MATERIAL SUPPLIED:
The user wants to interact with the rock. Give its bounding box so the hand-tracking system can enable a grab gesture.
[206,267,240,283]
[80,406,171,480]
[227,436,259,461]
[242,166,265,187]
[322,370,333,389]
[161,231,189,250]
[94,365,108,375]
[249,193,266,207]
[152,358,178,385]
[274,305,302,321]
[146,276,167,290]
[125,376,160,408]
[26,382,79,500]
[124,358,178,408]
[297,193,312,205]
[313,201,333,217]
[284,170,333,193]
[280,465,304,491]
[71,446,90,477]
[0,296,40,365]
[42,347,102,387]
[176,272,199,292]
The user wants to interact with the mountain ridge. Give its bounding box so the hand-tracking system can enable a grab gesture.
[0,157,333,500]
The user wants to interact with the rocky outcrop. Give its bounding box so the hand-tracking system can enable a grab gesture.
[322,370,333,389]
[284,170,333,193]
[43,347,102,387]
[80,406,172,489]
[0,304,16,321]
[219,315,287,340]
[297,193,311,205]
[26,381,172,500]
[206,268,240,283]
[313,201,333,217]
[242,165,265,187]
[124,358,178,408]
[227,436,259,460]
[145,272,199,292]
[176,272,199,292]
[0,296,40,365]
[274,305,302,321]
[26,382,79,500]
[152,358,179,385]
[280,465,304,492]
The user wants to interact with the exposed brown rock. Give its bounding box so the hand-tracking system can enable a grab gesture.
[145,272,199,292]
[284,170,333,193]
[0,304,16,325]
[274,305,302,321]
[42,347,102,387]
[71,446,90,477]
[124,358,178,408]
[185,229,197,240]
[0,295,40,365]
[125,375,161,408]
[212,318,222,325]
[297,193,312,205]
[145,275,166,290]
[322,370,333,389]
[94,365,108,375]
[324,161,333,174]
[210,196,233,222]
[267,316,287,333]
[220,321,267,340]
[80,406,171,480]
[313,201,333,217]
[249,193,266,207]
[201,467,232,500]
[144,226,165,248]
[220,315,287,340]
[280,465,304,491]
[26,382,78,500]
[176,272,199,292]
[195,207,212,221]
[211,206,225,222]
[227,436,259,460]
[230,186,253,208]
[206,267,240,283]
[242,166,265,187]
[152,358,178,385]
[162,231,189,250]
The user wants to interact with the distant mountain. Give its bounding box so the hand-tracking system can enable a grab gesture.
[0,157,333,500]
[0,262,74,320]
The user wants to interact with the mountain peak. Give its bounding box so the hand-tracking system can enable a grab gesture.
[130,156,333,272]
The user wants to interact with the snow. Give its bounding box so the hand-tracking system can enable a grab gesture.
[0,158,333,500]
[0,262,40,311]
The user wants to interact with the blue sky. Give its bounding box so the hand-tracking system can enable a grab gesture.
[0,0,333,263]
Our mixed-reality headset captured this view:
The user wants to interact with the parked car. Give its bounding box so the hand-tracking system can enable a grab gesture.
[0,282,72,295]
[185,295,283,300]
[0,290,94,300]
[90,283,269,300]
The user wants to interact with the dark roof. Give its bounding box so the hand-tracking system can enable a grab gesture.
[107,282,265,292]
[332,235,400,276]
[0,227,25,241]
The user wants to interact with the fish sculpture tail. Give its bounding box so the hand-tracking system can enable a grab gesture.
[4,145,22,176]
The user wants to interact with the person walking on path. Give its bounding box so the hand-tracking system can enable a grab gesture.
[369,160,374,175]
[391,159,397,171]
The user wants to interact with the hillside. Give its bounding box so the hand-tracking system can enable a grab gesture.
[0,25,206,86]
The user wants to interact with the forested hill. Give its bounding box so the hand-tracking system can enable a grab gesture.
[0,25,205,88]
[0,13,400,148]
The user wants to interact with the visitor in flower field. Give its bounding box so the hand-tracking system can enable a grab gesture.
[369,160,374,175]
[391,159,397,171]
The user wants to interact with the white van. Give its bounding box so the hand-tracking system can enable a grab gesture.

DIRECTIONS: Please add 65 to every bounding box coordinate in the records from the line containing "The user wants to interact with the snow." down to the line containing "[90,283,269,300]". Rewrite every line in that span, both end lines included, and leave the non-coordinate lines unchanged.

COMPLETE OUTPUT:
The user wants to interact with the snow. Give its bounding box so the hand-tracking system can enable a grab gesture.
[65,223,398,565]
[65,327,105,376]
The user wants to interact with the blue sky. Give its bounding box so the hand-tracking system can enable a grab gesture.
[65,65,398,328]
Our mixed-reality headset captured this view:
The user wants to interact with the parked car. Give its bounding box so the hand-tracking system can enable a grab gesture.
[65,347,137,360]
[250,360,348,365]
[65,355,159,365]
[155,348,334,365]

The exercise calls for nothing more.